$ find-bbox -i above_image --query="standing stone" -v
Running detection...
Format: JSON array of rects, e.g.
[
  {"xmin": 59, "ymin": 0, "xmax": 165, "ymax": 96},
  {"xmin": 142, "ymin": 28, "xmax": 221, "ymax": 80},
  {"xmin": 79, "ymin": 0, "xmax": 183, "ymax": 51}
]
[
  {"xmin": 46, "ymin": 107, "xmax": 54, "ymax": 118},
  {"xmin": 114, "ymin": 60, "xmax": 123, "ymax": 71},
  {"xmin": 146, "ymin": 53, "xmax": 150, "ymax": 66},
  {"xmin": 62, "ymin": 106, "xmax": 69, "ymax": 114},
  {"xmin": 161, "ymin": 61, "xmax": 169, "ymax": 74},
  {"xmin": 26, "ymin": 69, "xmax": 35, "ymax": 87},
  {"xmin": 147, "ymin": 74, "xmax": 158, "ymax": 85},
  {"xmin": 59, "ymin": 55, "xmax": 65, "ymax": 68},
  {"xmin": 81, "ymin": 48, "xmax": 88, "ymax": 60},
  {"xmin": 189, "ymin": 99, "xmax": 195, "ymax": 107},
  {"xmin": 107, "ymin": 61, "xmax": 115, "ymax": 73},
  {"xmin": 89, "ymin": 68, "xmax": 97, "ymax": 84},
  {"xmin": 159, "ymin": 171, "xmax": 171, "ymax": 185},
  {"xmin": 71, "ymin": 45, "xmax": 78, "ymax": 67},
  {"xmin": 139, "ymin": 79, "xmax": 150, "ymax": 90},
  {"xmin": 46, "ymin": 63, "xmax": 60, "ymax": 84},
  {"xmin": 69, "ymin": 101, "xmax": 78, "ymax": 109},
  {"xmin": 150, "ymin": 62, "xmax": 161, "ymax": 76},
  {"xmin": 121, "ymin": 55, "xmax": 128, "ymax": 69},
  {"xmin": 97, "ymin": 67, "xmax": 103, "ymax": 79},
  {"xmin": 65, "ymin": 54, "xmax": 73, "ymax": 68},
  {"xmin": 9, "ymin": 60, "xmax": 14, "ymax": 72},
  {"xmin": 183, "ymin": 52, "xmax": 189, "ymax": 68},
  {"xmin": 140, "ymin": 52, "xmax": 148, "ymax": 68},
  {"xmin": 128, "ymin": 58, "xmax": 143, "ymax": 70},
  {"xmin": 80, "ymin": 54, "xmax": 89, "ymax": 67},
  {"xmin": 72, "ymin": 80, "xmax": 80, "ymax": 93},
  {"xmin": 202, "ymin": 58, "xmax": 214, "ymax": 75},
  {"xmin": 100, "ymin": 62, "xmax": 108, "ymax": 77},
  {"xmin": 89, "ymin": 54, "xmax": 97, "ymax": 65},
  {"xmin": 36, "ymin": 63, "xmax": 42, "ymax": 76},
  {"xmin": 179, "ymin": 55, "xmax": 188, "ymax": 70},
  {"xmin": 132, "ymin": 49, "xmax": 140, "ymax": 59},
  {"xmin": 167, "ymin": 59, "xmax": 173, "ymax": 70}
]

━━━━

• [Task goal]:
Nothing in the entries should be skipped. Output them all exactly.

• [Task output]:
$ find-bbox -i above_image --query="standing stone" -v
Running detection...
Format: JSON array of rects, e.g.
[
  {"xmin": 59, "ymin": 0, "xmax": 165, "ymax": 96},
  {"xmin": 142, "ymin": 28, "xmax": 221, "ymax": 80},
  {"xmin": 79, "ymin": 0, "xmax": 183, "ymax": 51}
]
[
  {"xmin": 46, "ymin": 107, "xmax": 54, "ymax": 118},
  {"xmin": 114, "ymin": 60, "xmax": 123, "ymax": 71},
  {"xmin": 146, "ymin": 53, "xmax": 150, "ymax": 66},
  {"xmin": 62, "ymin": 106, "xmax": 69, "ymax": 114},
  {"xmin": 161, "ymin": 61, "xmax": 169, "ymax": 74},
  {"xmin": 26, "ymin": 69, "xmax": 35, "ymax": 87},
  {"xmin": 147, "ymin": 74, "xmax": 158, "ymax": 85},
  {"xmin": 59, "ymin": 55, "xmax": 65, "ymax": 68},
  {"xmin": 81, "ymin": 48, "xmax": 88, "ymax": 60},
  {"xmin": 189, "ymin": 99, "xmax": 195, "ymax": 107},
  {"xmin": 107, "ymin": 61, "xmax": 115, "ymax": 73},
  {"xmin": 89, "ymin": 68, "xmax": 97, "ymax": 84},
  {"xmin": 159, "ymin": 171, "xmax": 171, "ymax": 185},
  {"xmin": 71, "ymin": 45, "xmax": 78, "ymax": 67},
  {"xmin": 139, "ymin": 79, "xmax": 150, "ymax": 90},
  {"xmin": 46, "ymin": 63, "xmax": 60, "ymax": 84},
  {"xmin": 69, "ymin": 101, "xmax": 78, "ymax": 109},
  {"xmin": 150, "ymin": 62, "xmax": 161, "ymax": 76},
  {"xmin": 121, "ymin": 55, "xmax": 128, "ymax": 69},
  {"xmin": 97, "ymin": 67, "xmax": 103, "ymax": 79},
  {"xmin": 65, "ymin": 54, "xmax": 73, "ymax": 68},
  {"xmin": 9, "ymin": 60, "xmax": 14, "ymax": 72},
  {"xmin": 183, "ymin": 52, "xmax": 189, "ymax": 68},
  {"xmin": 140, "ymin": 52, "xmax": 148, "ymax": 68},
  {"xmin": 128, "ymin": 58, "xmax": 143, "ymax": 70},
  {"xmin": 80, "ymin": 54, "xmax": 89, "ymax": 67},
  {"xmin": 72, "ymin": 80, "xmax": 80, "ymax": 93},
  {"xmin": 202, "ymin": 58, "xmax": 214, "ymax": 75},
  {"xmin": 100, "ymin": 62, "xmax": 108, "ymax": 77},
  {"xmin": 89, "ymin": 54, "xmax": 97, "ymax": 65},
  {"xmin": 36, "ymin": 63, "xmax": 42, "ymax": 76},
  {"xmin": 179, "ymin": 55, "xmax": 188, "ymax": 70},
  {"xmin": 132, "ymin": 49, "xmax": 140, "ymax": 59},
  {"xmin": 167, "ymin": 59, "xmax": 173, "ymax": 70}
]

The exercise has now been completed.